Source document:
----------------
Those spreading fake news about vaccines and vaccination face up to 5 years in prison
"Spreading false news is a crime and it is up to us to act according to the law," said Minister of Justice Maja Popovic
Those spreading fake news about vaccines and vaccination will go to prison, for up to five years. Minister of Justice Maja Popovic and Minister of Health Zlatibor Loncar said this, announcing a showdown with anti-vaxxers and a strong reaction of the state authorities towards anyone who is spreading false news.
Both referred to the Criminal Code, which in Article 343 stipulates that anyone who, by presenting or transmitting false news or allegations, causes panic or serious disturbance of public order or peace or thwarts or significantly impedes implementation of decisions and measures of state bodies or organizations exercising public authority, shall be punished by imprisonment of between three months and three years, and with a fine.
If the act is committed through the media or similar outlets or at public gatherings, the perpetrator shall be punished by imprisonment for a term between six months and five years.
On Thursday, Loncar proposed in the Serbian National Assembly to impose a ban on posting messages against vaccination in the media and on social networks in Serbia.
----------------
Dataset excerpts:

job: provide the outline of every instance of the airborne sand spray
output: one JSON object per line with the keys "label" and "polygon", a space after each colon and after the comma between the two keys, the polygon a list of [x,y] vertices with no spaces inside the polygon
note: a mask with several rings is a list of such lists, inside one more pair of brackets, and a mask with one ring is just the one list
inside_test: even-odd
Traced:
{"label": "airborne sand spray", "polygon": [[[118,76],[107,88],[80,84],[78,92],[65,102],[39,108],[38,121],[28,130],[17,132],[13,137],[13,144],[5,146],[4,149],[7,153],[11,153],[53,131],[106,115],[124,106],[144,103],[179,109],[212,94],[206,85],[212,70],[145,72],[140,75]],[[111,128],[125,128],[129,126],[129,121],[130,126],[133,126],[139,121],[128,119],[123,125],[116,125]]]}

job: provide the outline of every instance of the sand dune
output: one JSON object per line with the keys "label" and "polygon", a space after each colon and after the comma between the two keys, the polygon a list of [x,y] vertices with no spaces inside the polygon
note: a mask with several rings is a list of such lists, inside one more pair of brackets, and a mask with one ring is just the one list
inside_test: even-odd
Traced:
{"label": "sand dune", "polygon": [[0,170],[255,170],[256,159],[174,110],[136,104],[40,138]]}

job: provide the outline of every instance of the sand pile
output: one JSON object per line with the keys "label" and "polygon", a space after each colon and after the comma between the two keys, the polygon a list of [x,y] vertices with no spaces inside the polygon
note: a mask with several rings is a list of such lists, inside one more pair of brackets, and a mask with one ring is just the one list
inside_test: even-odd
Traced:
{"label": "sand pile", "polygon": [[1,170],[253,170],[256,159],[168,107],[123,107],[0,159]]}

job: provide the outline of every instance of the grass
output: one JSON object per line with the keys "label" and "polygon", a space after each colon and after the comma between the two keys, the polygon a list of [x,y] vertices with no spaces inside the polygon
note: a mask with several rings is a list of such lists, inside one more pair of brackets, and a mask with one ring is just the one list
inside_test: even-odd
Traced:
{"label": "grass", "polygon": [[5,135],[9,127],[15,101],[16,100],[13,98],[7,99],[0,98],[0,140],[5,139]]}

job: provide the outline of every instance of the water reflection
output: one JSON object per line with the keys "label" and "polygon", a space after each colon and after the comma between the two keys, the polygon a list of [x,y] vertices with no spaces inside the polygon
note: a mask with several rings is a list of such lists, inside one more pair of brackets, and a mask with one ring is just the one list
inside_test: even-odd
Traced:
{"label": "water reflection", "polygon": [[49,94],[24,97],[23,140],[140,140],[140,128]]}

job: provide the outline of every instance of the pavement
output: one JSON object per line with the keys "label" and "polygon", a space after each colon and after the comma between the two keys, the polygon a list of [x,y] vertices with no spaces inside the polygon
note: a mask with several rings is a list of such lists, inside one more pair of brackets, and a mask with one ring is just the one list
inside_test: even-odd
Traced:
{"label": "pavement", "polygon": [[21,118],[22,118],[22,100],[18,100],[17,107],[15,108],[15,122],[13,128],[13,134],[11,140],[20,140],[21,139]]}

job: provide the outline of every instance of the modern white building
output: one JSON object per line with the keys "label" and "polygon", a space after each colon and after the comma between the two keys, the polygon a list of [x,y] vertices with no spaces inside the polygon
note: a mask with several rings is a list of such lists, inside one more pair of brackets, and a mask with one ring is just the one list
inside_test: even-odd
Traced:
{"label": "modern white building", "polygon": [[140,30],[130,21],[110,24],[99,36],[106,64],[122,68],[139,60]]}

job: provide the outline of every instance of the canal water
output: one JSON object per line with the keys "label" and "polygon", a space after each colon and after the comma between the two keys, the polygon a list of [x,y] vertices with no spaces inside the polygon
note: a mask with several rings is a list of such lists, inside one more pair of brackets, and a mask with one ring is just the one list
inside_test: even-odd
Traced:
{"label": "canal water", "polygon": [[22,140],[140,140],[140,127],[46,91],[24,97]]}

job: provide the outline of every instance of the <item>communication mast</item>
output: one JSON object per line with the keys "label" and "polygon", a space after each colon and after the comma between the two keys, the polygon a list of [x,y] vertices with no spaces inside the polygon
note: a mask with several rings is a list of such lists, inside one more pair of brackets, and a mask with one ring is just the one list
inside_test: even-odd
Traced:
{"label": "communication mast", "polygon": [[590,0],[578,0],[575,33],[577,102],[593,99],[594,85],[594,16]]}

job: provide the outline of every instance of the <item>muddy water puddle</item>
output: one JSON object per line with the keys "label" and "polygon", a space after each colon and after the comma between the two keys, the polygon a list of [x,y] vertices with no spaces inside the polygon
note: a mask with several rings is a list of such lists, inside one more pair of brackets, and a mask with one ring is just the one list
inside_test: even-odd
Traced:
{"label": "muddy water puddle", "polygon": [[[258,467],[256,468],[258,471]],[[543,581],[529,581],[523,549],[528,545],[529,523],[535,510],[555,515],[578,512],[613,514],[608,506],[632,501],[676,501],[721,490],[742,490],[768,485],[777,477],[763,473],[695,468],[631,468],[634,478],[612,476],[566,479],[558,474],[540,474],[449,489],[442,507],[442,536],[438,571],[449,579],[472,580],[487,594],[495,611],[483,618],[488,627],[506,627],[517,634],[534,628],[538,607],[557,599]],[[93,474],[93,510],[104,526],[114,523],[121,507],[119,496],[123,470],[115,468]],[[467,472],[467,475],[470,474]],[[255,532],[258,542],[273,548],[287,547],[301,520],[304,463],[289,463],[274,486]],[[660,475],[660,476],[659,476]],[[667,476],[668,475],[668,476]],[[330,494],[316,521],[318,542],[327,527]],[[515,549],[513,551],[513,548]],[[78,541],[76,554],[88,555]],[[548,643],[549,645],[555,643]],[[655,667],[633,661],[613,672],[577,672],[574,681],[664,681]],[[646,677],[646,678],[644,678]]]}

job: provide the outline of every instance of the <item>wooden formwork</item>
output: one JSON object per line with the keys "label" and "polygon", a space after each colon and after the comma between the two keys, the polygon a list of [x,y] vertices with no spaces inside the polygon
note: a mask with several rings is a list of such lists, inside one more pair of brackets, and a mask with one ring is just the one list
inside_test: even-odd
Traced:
----------------
Problem to solve: From the article on fake vaccine news, copy out the passage that starts with the words "If the act is" and ends after the words "networks in Serbia.".

Exercise output:
If the act is committed through the media or similar outlets or at public gatherings, the perpetrator shall be punished by imprisonment for a term between six months and five years.
On Thursday, Loncar proposed in the Serbian National Assembly to impose a ban on posting messages against vaccination in the media and on social networks in Serbia.